### WORK TO DO
Please put the lines of the rows below into a numbered list, leaving out any blank lines.

### GIVEN ENTRIES
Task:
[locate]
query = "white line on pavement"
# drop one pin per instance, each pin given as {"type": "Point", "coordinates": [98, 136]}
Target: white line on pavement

### FULL SOLUTION
1. Task:
2. [locate]
3. query = "white line on pavement"
4. # drop one pin per instance, each pin given as {"type": "Point", "coordinates": [98, 136]}
5. Target: white line on pavement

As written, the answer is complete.